> [Exercise goal]:
Recast the entries starting at the line containing "Hello! I'm working on an inventory count and need the pickup" and ending at the line containing "Hello! I'm working on an inventory count and need the license", both included, as a JSON list of strings with one string per line, leaving out any blank lines.

> [Data shown]:
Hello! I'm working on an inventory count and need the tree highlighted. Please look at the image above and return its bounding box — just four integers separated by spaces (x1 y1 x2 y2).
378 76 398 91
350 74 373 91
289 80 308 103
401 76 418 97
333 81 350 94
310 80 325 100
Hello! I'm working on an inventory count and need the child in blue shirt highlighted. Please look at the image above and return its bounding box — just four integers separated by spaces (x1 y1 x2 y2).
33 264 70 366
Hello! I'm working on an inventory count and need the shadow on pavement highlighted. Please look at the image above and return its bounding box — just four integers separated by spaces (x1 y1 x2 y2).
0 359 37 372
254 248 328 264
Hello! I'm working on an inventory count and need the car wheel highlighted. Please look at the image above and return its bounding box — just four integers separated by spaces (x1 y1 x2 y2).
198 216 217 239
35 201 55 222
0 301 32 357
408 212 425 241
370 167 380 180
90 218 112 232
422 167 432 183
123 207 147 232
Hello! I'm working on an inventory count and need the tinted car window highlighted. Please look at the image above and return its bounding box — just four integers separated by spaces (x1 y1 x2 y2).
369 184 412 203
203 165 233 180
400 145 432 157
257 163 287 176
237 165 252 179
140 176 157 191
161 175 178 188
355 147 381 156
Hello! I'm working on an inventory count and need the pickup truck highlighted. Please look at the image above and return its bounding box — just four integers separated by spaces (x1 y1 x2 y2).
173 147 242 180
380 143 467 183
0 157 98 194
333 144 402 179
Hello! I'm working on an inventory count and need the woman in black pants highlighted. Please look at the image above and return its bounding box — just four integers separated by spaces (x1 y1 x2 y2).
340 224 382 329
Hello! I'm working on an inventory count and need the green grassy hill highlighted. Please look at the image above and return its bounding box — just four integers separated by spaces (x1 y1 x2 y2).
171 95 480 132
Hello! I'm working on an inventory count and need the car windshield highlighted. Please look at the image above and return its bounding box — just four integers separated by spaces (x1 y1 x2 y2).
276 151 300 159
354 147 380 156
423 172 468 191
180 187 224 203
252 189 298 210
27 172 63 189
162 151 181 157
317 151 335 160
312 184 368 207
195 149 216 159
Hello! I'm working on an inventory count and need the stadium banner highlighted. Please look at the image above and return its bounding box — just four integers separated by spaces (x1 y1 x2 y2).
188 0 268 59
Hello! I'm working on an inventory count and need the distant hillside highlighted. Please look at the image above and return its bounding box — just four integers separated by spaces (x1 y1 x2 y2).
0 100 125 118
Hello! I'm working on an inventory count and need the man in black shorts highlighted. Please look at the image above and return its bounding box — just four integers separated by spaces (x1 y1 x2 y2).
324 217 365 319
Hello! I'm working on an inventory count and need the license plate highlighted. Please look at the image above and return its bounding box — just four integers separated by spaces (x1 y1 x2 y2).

==

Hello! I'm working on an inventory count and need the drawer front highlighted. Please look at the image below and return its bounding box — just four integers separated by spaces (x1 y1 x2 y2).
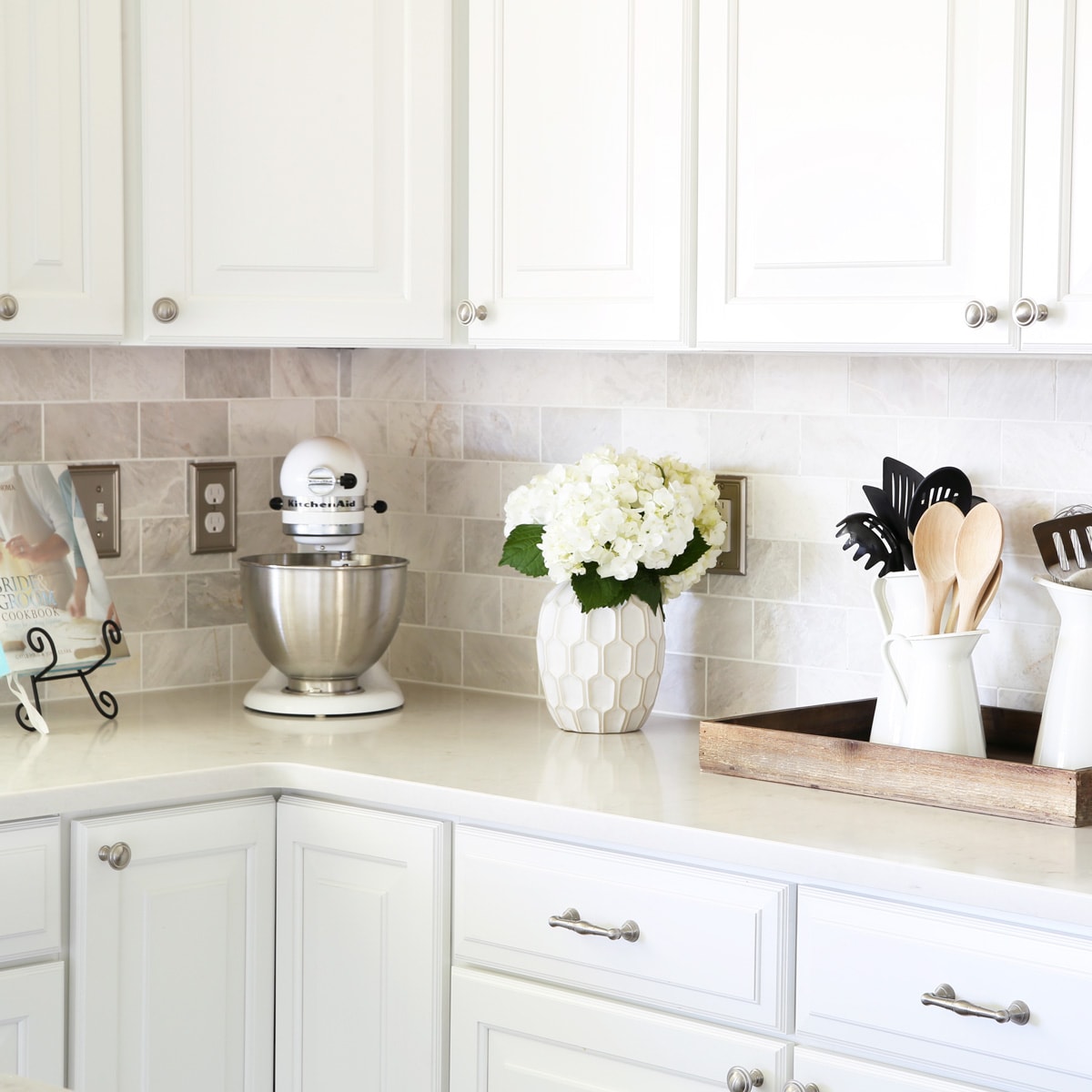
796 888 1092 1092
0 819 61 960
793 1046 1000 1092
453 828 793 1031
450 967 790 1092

---

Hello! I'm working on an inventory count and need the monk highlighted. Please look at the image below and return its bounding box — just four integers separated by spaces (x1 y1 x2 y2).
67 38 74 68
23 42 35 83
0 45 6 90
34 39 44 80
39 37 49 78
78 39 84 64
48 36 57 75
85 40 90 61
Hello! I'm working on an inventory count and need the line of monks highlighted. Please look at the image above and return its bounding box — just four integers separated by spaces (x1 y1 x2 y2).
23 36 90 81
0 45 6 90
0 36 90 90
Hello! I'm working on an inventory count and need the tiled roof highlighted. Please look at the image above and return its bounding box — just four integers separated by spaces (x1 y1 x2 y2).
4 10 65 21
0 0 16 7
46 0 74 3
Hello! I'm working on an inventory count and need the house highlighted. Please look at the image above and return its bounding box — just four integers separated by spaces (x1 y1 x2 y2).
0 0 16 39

> [Full answer]:
[
  "Hello! I'm working on an inventory count and need the pickup truck highlighted. Please look at the image above and return its bounding box — just four integers separated by spaces (x1 y1 x2 y2).",
  "173 147 242 180",
  "380 143 467 183",
  "0 157 98 194",
  "333 144 402 179",
  "Hello! I'm working on an inventory count and need the woman in black pants highlighted. Please look at the image above and return its bounding box — just four integers separated by spaces (x1 y1 x2 y2).",
  "340 224 382 329",
  "Hello! I'm working on an inventory count and need the green grassy hill highlighted. Please look at the image above and return its bounding box — just four integers separated by spaces (x1 y1 x2 y2).",
  "171 95 480 132",
  "Hello! I'm working on an inventory count and need the car windshield highlighted. Please look at the image above and return its bounding box — just four integers separated by spaces (x1 y1 x2 y2).",
  "276 151 300 159",
  "354 147 380 156",
  "423 172 468 191",
  "180 187 224 203",
  "252 189 298 210",
  "27 172 63 189",
  "162 151 181 157",
  "317 151 335 160",
  "312 184 368 207",
  "195 149 216 159",
  "Hello! I'm working on an inventory count and need the stadium banner highlighted. Please look at the image above and return its bounding box — just four integers separated by spaces (x1 y1 x2 y2).",
  "188 0 268 59",
  "Hello! I'm working on an inventory count and need the distant hillside highlighted. Please look at the image above and return its bounding box — just four integers separated by spaces (x1 y1 x2 y2).",
  "0 100 125 118",
  "Hello! I'm working on an inventory count and need the man in black shorts highlighted. Please look at the image above and return its bounding box — just four integers separated by spaces (x1 y1 x2 y2).",
  "324 217 365 319",
  "Hello! I'm working on an inventory count and need the license plate highlighted. Please look at the image above and return its bounding box — just four integers separated by spaces (x1 y1 x2 y2)."
]